-- BEGIN Record excerpts --

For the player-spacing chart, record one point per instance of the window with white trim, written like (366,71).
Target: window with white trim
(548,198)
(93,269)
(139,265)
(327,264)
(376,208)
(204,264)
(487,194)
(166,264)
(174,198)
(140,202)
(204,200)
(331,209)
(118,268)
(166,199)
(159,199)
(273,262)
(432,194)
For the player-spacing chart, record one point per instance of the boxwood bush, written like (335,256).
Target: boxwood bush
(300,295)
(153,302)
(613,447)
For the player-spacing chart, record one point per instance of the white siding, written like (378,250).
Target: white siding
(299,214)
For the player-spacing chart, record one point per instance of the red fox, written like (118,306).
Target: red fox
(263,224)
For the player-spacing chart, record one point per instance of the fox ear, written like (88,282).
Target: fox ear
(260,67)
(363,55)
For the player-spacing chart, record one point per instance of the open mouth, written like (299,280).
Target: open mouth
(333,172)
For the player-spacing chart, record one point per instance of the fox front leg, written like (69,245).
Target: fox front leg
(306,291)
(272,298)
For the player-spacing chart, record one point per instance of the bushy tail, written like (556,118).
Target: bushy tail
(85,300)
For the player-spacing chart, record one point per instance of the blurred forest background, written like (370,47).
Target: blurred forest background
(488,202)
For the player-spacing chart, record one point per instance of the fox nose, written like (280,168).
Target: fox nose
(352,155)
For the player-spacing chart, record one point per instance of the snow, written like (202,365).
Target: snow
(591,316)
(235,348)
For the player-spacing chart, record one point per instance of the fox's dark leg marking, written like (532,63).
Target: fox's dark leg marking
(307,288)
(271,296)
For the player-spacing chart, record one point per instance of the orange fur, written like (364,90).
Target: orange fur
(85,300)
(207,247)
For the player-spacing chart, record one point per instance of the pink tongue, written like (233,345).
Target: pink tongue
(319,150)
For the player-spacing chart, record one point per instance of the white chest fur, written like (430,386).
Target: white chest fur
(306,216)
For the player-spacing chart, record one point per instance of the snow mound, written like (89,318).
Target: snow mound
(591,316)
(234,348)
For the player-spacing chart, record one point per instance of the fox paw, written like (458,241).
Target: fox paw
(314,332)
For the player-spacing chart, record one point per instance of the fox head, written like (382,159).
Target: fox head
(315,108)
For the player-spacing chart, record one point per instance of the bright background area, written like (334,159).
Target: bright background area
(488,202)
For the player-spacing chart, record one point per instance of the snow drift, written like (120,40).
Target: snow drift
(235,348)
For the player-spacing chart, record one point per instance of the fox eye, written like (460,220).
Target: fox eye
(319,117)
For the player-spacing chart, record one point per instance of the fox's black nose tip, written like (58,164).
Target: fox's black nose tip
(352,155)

-- END Record excerpts --

What you should do: The entries above should be repeated exactly, every one of them.

Solution to the exercise:
For the player-spacing chart, record one point per instance of the window with white trim, written like (366,71).
Target: window with white trim
(548,198)
(93,269)
(139,265)
(327,264)
(376,208)
(204,264)
(487,194)
(166,264)
(174,198)
(140,202)
(204,200)
(331,209)
(118,268)
(166,199)
(159,199)
(273,262)
(432,194)
For the player-spacing chart, record one point per instance of the boxwood bush, written like (335,256).
Target: boxwood bush
(300,295)
(153,302)
(613,447)
For the player-spacing chart, record one point per instance of the white siding, written like (378,250).
Target: white siding
(299,214)
For the player-spacing chart, record one point per instance of the red fox, written like (118,306).
Target: red fox
(263,224)
For the player-spacing chart, record one point per instance of the fox ear, written like (88,282).
Target: fox ear
(260,67)
(363,55)
For the player-spacing chart, record one point per instance of the open mouth, written like (299,280).
Target: open mouth
(333,172)
For the player-spacing chart, record one point per instance of the fox front leg, written like (69,245).
Target: fox front leg
(306,291)
(272,298)
For the player-spacing chart, record one point per instance of the bushy tail, written like (556,118).
Target: bushy tail
(85,300)
For the player-spacing chart, record one point per instance of the blurred forest background, written like (370,47).
Target: blurred forest background
(488,202)
For the player-spacing chart, record one point per instance of the fox nose, written like (280,168).
Target: fox nose
(352,155)
For the player-spacing chart, record one point per instance of the snow, written like (202,365).
Target: snow
(591,316)
(235,348)
For the player-spacing chart, record one point per instance of the fox's dark leg marking, written like (532,63).
Target: fox's dark leg marking
(307,288)
(271,296)
For the player-spacing chart, record one point per instance of the orange fur, written like (364,90).
Target: orange fur
(85,300)
(207,247)
For the player-spacing chart, record one point per instance of the pink tongue, written like (233,345).
Target: pink tongue
(319,150)
For the player-spacing chart, record one point per instance of the white chest fur, written like (430,386).
Target: white chest fur
(306,216)
For the player-spacing chart, record one point per instance of the snow mound, written like (89,318).
Target: snow mound
(591,316)
(234,348)
For the player-spacing chart, record one point per instance of the fox paw, written like (458,241).
Target: fox paw
(314,332)
For the player-spacing chart, record one point per instance of the fox head, written like (382,159).
Target: fox head
(315,108)
For the player-spacing chart, record one point per instance of the bright background area, written like (334,159).
Target: bright background area
(488,202)
For the player-spacing chart, record one point per instance of the snow drift, written like (120,40).
Target: snow drift
(235,348)
For the player-spacing chart, record one point per instance of the fox eye, written like (460,220).
Target: fox eye
(319,117)
For the player-spacing chart, record one point per instance of the fox's black nose tip, written like (58,164).
Target: fox's black nose tip
(352,155)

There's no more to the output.